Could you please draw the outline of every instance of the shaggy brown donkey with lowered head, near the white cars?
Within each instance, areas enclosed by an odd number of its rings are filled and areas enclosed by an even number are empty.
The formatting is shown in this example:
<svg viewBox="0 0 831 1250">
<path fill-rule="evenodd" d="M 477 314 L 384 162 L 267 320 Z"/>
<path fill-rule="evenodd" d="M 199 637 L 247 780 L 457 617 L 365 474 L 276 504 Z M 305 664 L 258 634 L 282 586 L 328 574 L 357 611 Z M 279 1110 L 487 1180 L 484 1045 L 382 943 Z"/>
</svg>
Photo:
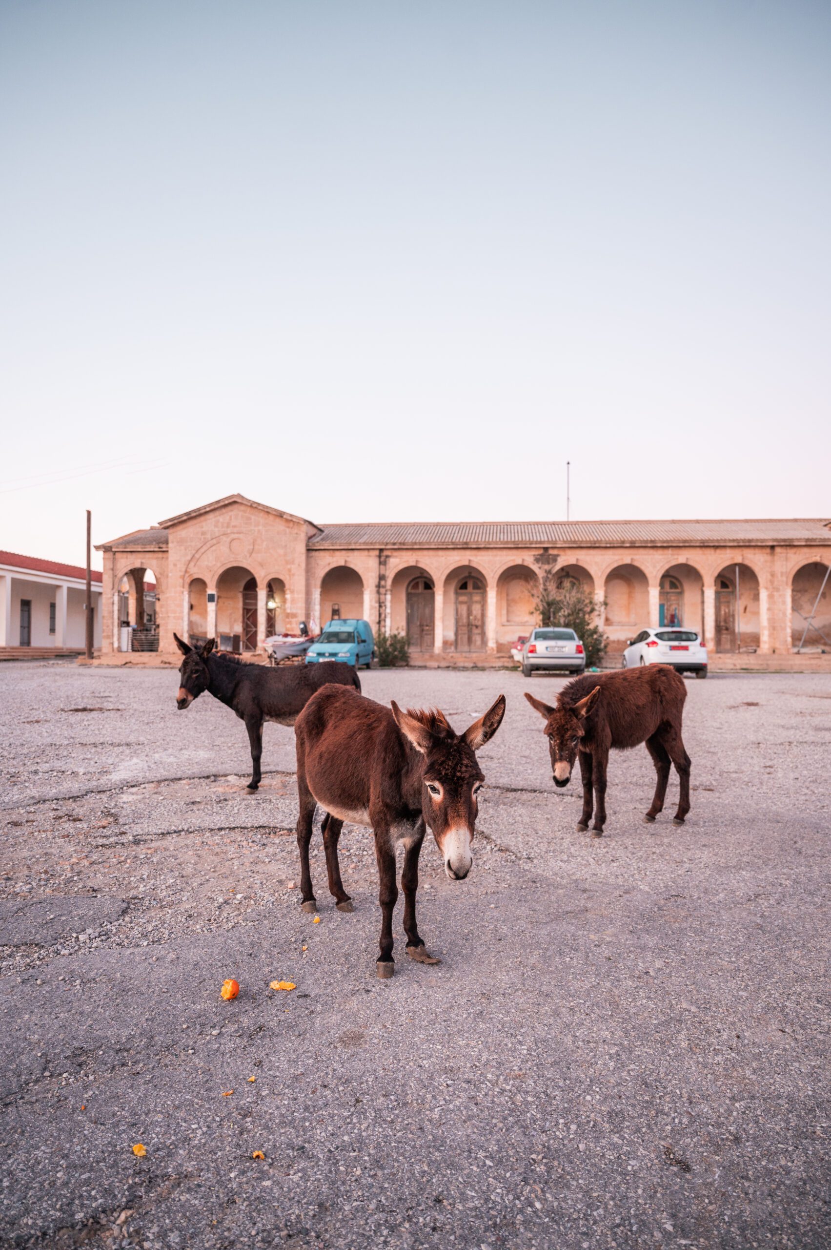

________

• [About this task]: Pull every line holding "rule" out of the records.

• [Solution]:
<path fill-rule="evenodd" d="M 477 314 L 384 162 L 267 320 Z"/>
<path fill-rule="evenodd" d="M 199 637 L 247 780 L 457 617 L 365 474 L 276 504 Z M 305 664 L 258 634 L 282 586 L 328 574 L 357 611 Z M 279 1110 L 487 1180 L 484 1045 L 382 943 Z"/>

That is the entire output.